* [Work request]: Starting with the line that holds "indicate the wooden table, a", reproduce each line through the last one of the data, exactly as written. Pictures are not copied.

---

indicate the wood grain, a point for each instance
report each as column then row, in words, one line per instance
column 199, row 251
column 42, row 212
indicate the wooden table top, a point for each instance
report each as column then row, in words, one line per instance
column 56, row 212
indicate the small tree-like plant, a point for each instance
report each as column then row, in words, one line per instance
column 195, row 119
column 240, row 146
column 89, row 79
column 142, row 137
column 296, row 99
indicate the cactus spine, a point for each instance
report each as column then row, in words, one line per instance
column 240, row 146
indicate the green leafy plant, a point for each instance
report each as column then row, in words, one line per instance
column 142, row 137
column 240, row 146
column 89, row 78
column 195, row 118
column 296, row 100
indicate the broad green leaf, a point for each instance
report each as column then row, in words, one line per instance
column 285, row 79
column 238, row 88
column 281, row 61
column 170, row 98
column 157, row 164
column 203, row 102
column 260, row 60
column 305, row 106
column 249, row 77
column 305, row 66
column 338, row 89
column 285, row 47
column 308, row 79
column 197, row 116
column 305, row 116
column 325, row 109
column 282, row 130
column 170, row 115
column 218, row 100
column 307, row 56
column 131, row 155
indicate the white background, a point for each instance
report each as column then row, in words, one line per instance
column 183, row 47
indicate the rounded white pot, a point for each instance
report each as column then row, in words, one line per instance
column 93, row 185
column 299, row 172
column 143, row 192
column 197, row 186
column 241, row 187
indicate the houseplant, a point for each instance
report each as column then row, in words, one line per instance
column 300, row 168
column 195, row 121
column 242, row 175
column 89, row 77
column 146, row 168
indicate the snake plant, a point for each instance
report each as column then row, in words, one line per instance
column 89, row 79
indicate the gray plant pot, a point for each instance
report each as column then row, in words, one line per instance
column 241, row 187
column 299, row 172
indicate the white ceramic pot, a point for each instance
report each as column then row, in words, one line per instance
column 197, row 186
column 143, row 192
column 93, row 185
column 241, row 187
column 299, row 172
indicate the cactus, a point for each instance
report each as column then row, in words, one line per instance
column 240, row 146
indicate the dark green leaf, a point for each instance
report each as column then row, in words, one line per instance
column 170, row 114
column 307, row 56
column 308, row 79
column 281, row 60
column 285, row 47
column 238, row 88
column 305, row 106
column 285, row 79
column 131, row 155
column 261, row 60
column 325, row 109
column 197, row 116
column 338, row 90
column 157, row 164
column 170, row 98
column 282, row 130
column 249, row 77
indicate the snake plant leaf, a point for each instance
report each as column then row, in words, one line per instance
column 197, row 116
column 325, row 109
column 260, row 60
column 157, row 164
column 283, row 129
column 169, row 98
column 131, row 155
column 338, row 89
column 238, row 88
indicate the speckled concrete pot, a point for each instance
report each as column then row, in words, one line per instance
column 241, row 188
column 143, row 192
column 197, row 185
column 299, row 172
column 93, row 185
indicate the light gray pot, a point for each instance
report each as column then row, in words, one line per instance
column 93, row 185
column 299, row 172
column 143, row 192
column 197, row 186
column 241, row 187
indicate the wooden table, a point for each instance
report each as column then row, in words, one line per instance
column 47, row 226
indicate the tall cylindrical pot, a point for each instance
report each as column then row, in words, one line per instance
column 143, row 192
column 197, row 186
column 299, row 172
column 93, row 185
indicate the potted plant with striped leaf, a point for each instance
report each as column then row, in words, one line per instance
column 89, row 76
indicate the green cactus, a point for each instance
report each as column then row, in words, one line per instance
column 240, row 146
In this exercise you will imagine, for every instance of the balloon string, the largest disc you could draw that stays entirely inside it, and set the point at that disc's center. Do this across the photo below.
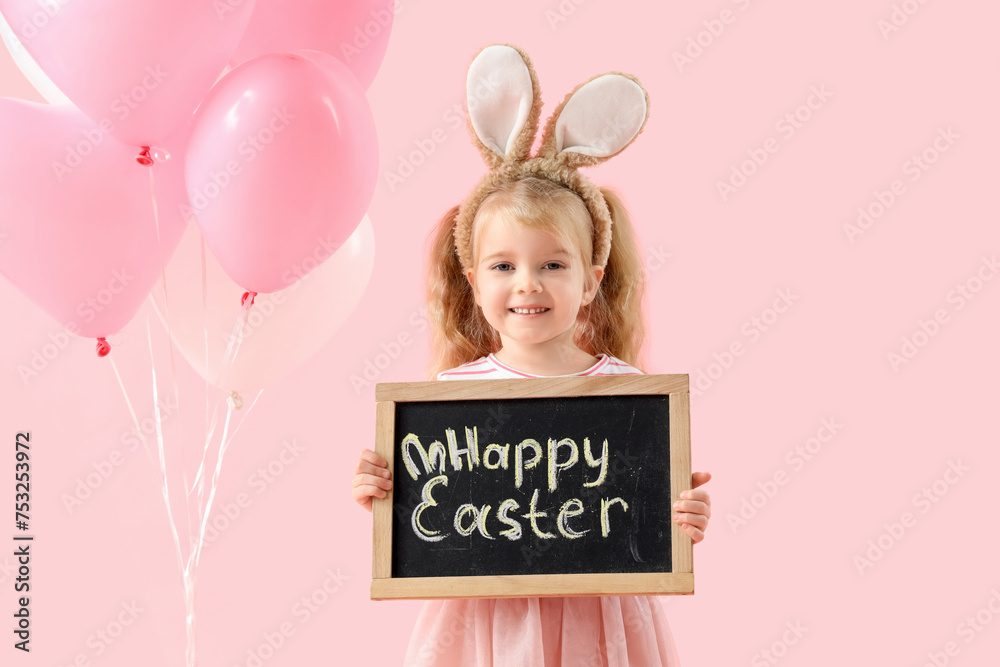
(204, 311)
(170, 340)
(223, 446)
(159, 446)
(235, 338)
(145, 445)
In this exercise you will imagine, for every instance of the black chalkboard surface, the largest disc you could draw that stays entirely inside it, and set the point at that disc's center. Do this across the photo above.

---

* [Solution to this problem]:
indicate the wooden table, a point for each instance
report each as column then row, in words, one line per instance
column 47, row 226
indicate the tall cylindrical pot, a point for each instance
report each as column then row, in words, one line per instance
column 143, row 192
column 197, row 186
column 299, row 172
column 93, row 185
indicate the potted plant with striped leaf, a point for each instance
report each as column then row, in words, one line per instance
column 89, row 76
indicate the green cactus, a point for each instance
report each as column then row, in words, one line per instance
column 240, row 146
In this exercise you will imagine, for every instance of the balloon string, the largest disc you could draw that stays entirely inside it, and set the point at that disc's center. Do this across the photo below.
(204, 311)
(170, 340)
(223, 446)
(159, 446)
(235, 338)
(145, 445)
In this exercise you will imagine, for every instance of the black chalkboard surface, the largest disc you could draw that stays entirely inside it, and set the point at that disc's center. Do this across the photo above.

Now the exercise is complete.